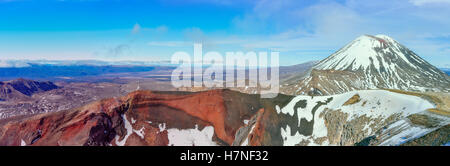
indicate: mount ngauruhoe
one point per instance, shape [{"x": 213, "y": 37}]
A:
[{"x": 371, "y": 62}]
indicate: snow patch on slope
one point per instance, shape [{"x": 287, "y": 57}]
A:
[
  {"x": 191, "y": 137},
  {"x": 379, "y": 104}
]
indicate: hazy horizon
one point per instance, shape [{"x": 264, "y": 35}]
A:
[{"x": 136, "y": 30}]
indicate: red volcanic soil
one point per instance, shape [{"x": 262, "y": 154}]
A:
[{"x": 103, "y": 122}]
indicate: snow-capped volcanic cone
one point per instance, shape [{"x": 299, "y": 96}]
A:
[{"x": 372, "y": 62}]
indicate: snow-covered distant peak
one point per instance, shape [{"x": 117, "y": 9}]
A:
[
  {"x": 372, "y": 62},
  {"x": 369, "y": 51}
]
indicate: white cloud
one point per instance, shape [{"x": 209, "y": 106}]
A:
[
  {"x": 169, "y": 43},
  {"x": 137, "y": 28}
]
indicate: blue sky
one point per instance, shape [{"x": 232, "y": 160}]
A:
[{"x": 153, "y": 30}]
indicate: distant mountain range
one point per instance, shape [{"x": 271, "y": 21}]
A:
[
  {"x": 446, "y": 70},
  {"x": 22, "y": 88}
]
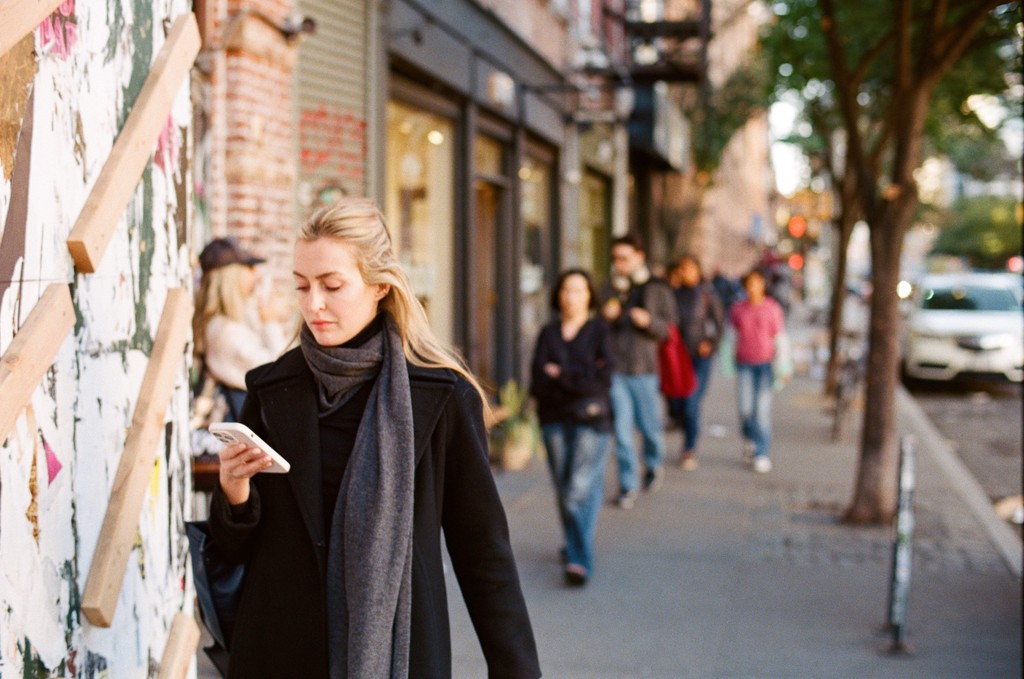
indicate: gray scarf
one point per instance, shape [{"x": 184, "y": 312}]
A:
[{"x": 370, "y": 557}]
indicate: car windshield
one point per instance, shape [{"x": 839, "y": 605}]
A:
[{"x": 971, "y": 298}]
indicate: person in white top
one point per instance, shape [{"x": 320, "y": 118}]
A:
[{"x": 235, "y": 330}]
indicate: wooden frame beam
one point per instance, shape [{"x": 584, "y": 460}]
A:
[
  {"x": 180, "y": 648},
  {"x": 117, "y": 536},
  {"x": 32, "y": 352},
  {"x": 18, "y": 17},
  {"x": 121, "y": 172}
]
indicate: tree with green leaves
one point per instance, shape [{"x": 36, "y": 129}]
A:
[
  {"x": 886, "y": 79},
  {"x": 985, "y": 231}
]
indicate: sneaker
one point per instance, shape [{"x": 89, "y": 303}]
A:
[
  {"x": 626, "y": 500},
  {"x": 576, "y": 575},
  {"x": 652, "y": 481}
]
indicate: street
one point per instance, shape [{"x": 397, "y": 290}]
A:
[{"x": 982, "y": 421}]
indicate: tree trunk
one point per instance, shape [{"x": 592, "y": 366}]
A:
[{"x": 875, "y": 496}]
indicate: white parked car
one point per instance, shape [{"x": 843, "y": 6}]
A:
[{"x": 966, "y": 325}]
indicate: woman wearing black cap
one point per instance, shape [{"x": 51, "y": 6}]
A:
[{"x": 233, "y": 330}]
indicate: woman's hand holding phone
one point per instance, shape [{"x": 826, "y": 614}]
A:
[{"x": 239, "y": 463}]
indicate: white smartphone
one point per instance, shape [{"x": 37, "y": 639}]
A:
[{"x": 235, "y": 432}]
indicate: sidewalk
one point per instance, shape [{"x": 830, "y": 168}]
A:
[{"x": 725, "y": 573}]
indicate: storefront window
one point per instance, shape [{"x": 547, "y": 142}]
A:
[
  {"x": 483, "y": 294},
  {"x": 420, "y": 206},
  {"x": 535, "y": 177},
  {"x": 595, "y": 206}
]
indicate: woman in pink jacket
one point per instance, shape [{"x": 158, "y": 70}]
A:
[{"x": 758, "y": 322}]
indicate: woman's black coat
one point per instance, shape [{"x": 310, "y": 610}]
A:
[{"x": 282, "y": 628}]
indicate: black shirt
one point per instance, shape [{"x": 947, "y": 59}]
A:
[
  {"x": 338, "y": 430},
  {"x": 586, "y": 370}
]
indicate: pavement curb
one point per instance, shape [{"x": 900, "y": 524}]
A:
[{"x": 932, "y": 441}]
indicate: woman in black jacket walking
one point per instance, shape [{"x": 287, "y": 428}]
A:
[
  {"x": 571, "y": 375},
  {"x": 384, "y": 430}
]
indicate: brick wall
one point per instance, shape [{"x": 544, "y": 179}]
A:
[{"x": 250, "y": 184}]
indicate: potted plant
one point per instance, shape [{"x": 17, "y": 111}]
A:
[{"x": 516, "y": 433}]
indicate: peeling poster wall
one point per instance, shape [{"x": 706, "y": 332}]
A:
[{"x": 65, "y": 93}]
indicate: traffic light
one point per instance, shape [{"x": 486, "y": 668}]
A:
[{"x": 797, "y": 226}]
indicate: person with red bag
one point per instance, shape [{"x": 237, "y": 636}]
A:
[
  {"x": 700, "y": 323},
  {"x": 640, "y": 309}
]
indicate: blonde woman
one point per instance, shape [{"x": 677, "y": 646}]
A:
[
  {"x": 233, "y": 330},
  {"x": 383, "y": 427}
]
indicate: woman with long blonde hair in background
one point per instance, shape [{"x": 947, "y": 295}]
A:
[
  {"x": 235, "y": 329},
  {"x": 383, "y": 427}
]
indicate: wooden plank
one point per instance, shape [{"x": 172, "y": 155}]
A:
[
  {"x": 121, "y": 172},
  {"x": 121, "y": 522},
  {"x": 180, "y": 648},
  {"x": 22, "y": 16},
  {"x": 32, "y": 352}
]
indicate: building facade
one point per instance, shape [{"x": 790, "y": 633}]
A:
[{"x": 67, "y": 90}]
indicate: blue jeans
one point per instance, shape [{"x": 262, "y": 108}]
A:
[
  {"x": 577, "y": 457},
  {"x": 635, "y": 401},
  {"x": 687, "y": 411},
  {"x": 754, "y": 389}
]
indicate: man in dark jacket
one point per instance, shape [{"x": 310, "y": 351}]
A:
[{"x": 639, "y": 308}]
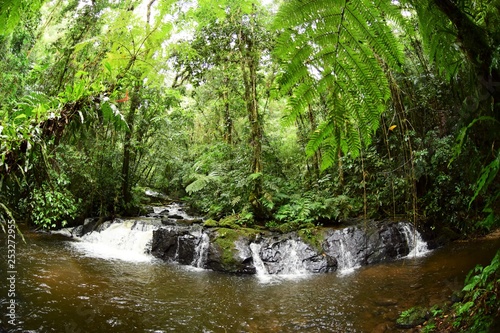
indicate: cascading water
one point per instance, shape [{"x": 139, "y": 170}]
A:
[
  {"x": 201, "y": 251},
  {"x": 416, "y": 245},
  {"x": 346, "y": 261},
  {"x": 260, "y": 267},
  {"x": 125, "y": 240}
]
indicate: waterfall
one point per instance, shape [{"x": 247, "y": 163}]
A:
[
  {"x": 416, "y": 245},
  {"x": 124, "y": 240},
  {"x": 201, "y": 251},
  {"x": 260, "y": 268},
  {"x": 291, "y": 262},
  {"x": 346, "y": 260}
]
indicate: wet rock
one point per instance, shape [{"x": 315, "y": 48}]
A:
[
  {"x": 165, "y": 243},
  {"x": 457, "y": 296},
  {"x": 228, "y": 248},
  {"x": 288, "y": 254},
  {"x": 386, "y": 302},
  {"x": 380, "y": 328},
  {"x": 229, "y": 251}
]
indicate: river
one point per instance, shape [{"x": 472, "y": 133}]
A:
[{"x": 62, "y": 289}]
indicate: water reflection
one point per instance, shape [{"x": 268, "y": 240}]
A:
[{"x": 62, "y": 290}]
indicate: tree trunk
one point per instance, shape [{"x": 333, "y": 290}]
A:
[
  {"x": 249, "y": 65},
  {"x": 127, "y": 148},
  {"x": 475, "y": 45}
]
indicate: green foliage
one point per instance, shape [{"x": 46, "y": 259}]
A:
[
  {"x": 479, "y": 308},
  {"x": 52, "y": 205},
  {"x": 12, "y": 12},
  {"x": 337, "y": 50}
]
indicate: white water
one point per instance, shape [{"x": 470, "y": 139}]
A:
[
  {"x": 291, "y": 261},
  {"x": 346, "y": 261},
  {"x": 201, "y": 251},
  {"x": 417, "y": 246},
  {"x": 260, "y": 269},
  {"x": 122, "y": 240}
]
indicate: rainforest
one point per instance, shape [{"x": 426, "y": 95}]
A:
[{"x": 332, "y": 130}]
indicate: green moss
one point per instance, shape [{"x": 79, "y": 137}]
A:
[
  {"x": 226, "y": 241},
  {"x": 231, "y": 221},
  {"x": 210, "y": 223},
  {"x": 313, "y": 237}
]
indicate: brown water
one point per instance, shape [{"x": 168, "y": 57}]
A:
[{"x": 58, "y": 289}]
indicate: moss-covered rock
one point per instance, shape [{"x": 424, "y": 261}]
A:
[
  {"x": 231, "y": 222},
  {"x": 210, "y": 223},
  {"x": 229, "y": 251},
  {"x": 314, "y": 237}
]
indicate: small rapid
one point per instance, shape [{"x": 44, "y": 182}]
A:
[
  {"x": 125, "y": 240},
  {"x": 168, "y": 233}
]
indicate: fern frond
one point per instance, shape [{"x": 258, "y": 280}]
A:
[{"x": 338, "y": 49}]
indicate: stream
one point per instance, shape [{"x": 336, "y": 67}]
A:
[{"x": 63, "y": 288}]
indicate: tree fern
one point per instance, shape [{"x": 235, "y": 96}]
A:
[
  {"x": 439, "y": 37},
  {"x": 338, "y": 49}
]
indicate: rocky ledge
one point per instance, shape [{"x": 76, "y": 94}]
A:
[{"x": 251, "y": 251}]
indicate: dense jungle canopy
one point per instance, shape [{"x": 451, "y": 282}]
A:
[{"x": 286, "y": 114}]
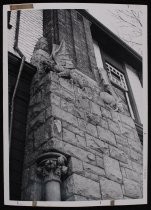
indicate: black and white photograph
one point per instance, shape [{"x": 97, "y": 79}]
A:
[{"x": 75, "y": 104}]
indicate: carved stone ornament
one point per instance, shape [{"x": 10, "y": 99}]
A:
[
  {"x": 51, "y": 166},
  {"x": 60, "y": 62}
]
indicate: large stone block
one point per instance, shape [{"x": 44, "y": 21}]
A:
[
  {"x": 97, "y": 144},
  {"x": 135, "y": 145},
  {"x": 79, "y": 153},
  {"x": 55, "y": 99},
  {"x": 91, "y": 129},
  {"x": 99, "y": 162},
  {"x": 126, "y": 165},
  {"x": 137, "y": 167},
  {"x": 72, "y": 128},
  {"x": 127, "y": 120},
  {"x": 106, "y": 135},
  {"x": 64, "y": 104},
  {"x": 114, "y": 127},
  {"x": 77, "y": 198},
  {"x": 68, "y": 96},
  {"x": 112, "y": 169},
  {"x": 130, "y": 174},
  {"x": 95, "y": 109},
  {"x": 110, "y": 189},
  {"x": 93, "y": 169},
  {"x": 39, "y": 136},
  {"x": 69, "y": 137},
  {"x": 79, "y": 185},
  {"x": 118, "y": 154},
  {"x": 132, "y": 189},
  {"x": 121, "y": 140},
  {"x": 75, "y": 166},
  {"x": 66, "y": 84},
  {"x": 61, "y": 114},
  {"x": 81, "y": 141},
  {"x": 106, "y": 113}
]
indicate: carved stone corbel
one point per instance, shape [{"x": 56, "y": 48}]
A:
[
  {"x": 51, "y": 167},
  {"x": 108, "y": 95}
]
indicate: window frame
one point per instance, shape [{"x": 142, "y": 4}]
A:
[{"x": 130, "y": 92}]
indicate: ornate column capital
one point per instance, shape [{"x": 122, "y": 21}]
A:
[{"x": 51, "y": 166}]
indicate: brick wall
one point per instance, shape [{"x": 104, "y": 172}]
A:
[{"x": 30, "y": 29}]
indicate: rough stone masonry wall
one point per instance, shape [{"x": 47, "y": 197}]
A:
[
  {"x": 75, "y": 30},
  {"x": 102, "y": 146},
  {"x": 105, "y": 154}
]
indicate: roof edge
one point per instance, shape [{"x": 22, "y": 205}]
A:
[{"x": 110, "y": 33}]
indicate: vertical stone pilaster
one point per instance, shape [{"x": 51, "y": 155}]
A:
[{"x": 51, "y": 167}]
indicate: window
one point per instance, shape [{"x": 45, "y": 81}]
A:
[
  {"x": 118, "y": 81},
  {"x": 116, "y": 77}
]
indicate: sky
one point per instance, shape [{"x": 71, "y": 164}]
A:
[{"x": 103, "y": 13}]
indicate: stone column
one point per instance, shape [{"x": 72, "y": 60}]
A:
[{"x": 51, "y": 168}]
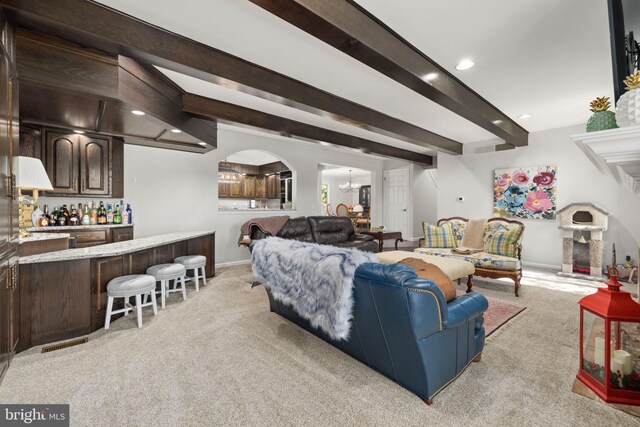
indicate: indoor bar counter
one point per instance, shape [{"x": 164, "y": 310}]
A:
[{"x": 63, "y": 294}]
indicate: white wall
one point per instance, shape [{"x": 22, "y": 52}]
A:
[
  {"x": 172, "y": 191},
  {"x": 471, "y": 175}
]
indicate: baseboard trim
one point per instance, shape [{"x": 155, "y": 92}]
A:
[
  {"x": 540, "y": 265},
  {"x": 233, "y": 263}
]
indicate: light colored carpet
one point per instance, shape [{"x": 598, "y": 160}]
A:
[{"x": 221, "y": 358}]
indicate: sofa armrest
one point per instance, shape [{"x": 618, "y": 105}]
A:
[
  {"x": 464, "y": 308},
  {"x": 360, "y": 237},
  {"x": 428, "y": 307}
]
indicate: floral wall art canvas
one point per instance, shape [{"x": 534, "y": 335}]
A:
[{"x": 526, "y": 192}]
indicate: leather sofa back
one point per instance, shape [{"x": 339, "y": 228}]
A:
[{"x": 329, "y": 230}]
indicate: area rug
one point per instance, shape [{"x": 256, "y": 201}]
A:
[{"x": 498, "y": 314}]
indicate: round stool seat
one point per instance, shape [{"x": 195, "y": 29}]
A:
[
  {"x": 128, "y": 286},
  {"x": 167, "y": 271},
  {"x": 192, "y": 261}
]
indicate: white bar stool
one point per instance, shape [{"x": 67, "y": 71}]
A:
[
  {"x": 197, "y": 263},
  {"x": 129, "y": 286},
  {"x": 164, "y": 273}
]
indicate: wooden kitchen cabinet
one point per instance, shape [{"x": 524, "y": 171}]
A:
[
  {"x": 261, "y": 187},
  {"x": 83, "y": 165},
  {"x": 249, "y": 187}
]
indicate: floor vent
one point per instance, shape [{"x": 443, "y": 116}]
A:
[{"x": 64, "y": 345}]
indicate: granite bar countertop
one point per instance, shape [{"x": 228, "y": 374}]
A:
[
  {"x": 113, "y": 249},
  {"x": 76, "y": 227},
  {"x": 43, "y": 236}
]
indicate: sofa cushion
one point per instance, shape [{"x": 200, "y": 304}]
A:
[
  {"x": 479, "y": 259},
  {"x": 296, "y": 229},
  {"x": 458, "y": 226},
  {"x": 432, "y": 272},
  {"x": 438, "y": 236},
  {"x": 329, "y": 230},
  {"x": 502, "y": 237}
]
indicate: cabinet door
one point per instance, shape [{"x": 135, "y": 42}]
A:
[
  {"x": 94, "y": 165},
  {"x": 13, "y": 302},
  {"x": 261, "y": 187},
  {"x": 14, "y": 139},
  {"x": 249, "y": 187},
  {"x": 4, "y": 320},
  {"x": 223, "y": 189},
  {"x": 5, "y": 159},
  {"x": 235, "y": 188},
  {"x": 62, "y": 162}
]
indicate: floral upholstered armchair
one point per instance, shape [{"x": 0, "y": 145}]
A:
[{"x": 501, "y": 254}]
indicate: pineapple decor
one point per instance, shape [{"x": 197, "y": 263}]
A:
[
  {"x": 628, "y": 107},
  {"x": 602, "y": 118}
]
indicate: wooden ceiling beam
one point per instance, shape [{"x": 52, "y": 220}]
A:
[
  {"x": 102, "y": 28},
  {"x": 353, "y": 30},
  {"x": 224, "y": 112}
]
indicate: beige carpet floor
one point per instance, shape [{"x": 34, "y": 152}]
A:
[{"x": 221, "y": 358}]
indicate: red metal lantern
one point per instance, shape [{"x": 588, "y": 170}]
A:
[{"x": 610, "y": 343}]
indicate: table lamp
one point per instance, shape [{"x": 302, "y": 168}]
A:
[{"x": 31, "y": 176}]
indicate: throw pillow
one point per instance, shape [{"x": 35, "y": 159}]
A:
[
  {"x": 432, "y": 272},
  {"x": 503, "y": 242},
  {"x": 438, "y": 237}
]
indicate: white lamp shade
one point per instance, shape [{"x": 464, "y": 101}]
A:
[{"x": 31, "y": 174}]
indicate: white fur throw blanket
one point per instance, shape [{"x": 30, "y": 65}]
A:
[{"x": 316, "y": 280}]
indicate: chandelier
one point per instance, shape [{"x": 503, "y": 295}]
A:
[
  {"x": 349, "y": 187},
  {"x": 227, "y": 175}
]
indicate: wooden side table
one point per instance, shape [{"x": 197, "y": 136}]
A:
[{"x": 381, "y": 236}]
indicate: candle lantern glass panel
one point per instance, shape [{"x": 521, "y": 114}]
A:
[
  {"x": 625, "y": 363},
  {"x": 593, "y": 348}
]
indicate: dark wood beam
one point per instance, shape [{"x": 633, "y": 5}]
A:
[
  {"x": 224, "y": 112},
  {"x": 119, "y": 34},
  {"x": 351, "y": 29},
  {"x": 62, "y": 71}
]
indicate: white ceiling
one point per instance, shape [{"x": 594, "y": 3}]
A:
[
  {"x": 548, "y": 58},
  {"x": 252, "y": 157}
]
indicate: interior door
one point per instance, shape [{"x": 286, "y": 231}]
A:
[
  {"x": 94, "y": 166},
  {"x": 395, "y": 197},
  {"x": 62, "y": 162}
]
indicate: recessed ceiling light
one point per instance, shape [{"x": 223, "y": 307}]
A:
[
  {"x": 430, "y": 77},
  {"x": 465, "y": 64}
]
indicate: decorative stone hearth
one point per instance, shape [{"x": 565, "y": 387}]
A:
[{"x": 582, "y": 226}]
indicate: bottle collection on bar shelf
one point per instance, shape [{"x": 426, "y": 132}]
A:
[{"x": 89, "y": 214}]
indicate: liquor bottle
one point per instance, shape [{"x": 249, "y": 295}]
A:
[
  {"x": 109, "y": 214},
  {"x": 94, "y": 213},
  {"x": 65, "y": 213},
  {"x": 86, "y": 216},
  {"x": 117, "y": 218},
  {"x": 36, "y": 215},
  {"x": 102, "y": 214}
]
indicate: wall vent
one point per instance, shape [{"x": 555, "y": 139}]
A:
[{"x": 65, "y": 344}]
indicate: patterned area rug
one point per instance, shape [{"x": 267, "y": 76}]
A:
[{"x": 498, "y": 314}]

================

Repeat exactly the lines above from the line that contains "indicate: white fur throw blanket" through the end. Include both of these ends; leave out everything else.

- **Answer to the exercise**
indicate: white fur throw blanket
one point per instance, shape [{"x": 30, "y": 65}]
A:
[{"x": 316, "y": 280}]
indicate: chandelier
one point per instance, shape [{"x": 503, "y": 295}]
A:
[
  {"x": 349, "y": 187},
  {"x": 227, "y": 175}
]
indicate: wooden side table
one point per instance, shape [{"x": 197, "y": 136}]
A:
[{"x": 381, "y": 236}]
indicate: candle lantern glass panel
one point per instance, shape [{"x": 521, "y": 114}]
A:
[
  {"x": 625, "y": 363},
  {"x": 593, "y": 348}
]
indicate: dark wood beam
one point per instance, shape [{"x": 633, "y": 5}]
A:
[
  {"x": 224, "y": 112},
  {"x": 119, "y": 34},
  {"x": 351, "y": 29},
  {"x": 62, "y": 71}
]
indicate: white ceiling
one point per instance, shape [{"x": 594, "y": 3}]
A:
[
  {"x": 548, "y": 58},
  {"x": 252, "y": 157}
]
indicate: interior door
one point per instance, shape [{"x": 286, "y": 231}]
A:
[
  {"x": 94, "y": 166},
  {"x": 395, "y": 197},
  {"x": 62, "y": 162}
]
indicate: recessed ceiling light
one point per instance, shape [{"x": 223, "y": 307}]
A:
[
  {"x": 430, "y": 77},
  {"x": 465, "y": 64}
]
indicate: decorative stone hearth
one point per instance, shape [{"x": 565, "y": 387}]
A:
[{"x": 582, "y": 226}]
indicate: bottle collection on bar shelf
one point per instance, shape [{"x": 426, "y": 132}]
A:
[{"x": 89, "y": 214}]
indicate: liquor bottle
one point per instance, shape [{"x": 249, "y": 295}]
A:
[
  {"x": 109, "y": 214},
  {"x": 94, "y": 213},
  {"x": 65, "y": 213},
  {"x": 86, "y": 216},
  {"x": 117, "y": 218},
  {"x": 36, "y": 215},
  {"x": 102, "y": 214}
]
indicate: wall vent
one point per instance, shape [{"x": 555, "y": 139}]
A:
[{"x": 65, "y": 344}]
indicate: patterned area rug
one point per instance, shape [{"x": 267, "y": 76}]
A:
[{"x": 498, "y": 314}]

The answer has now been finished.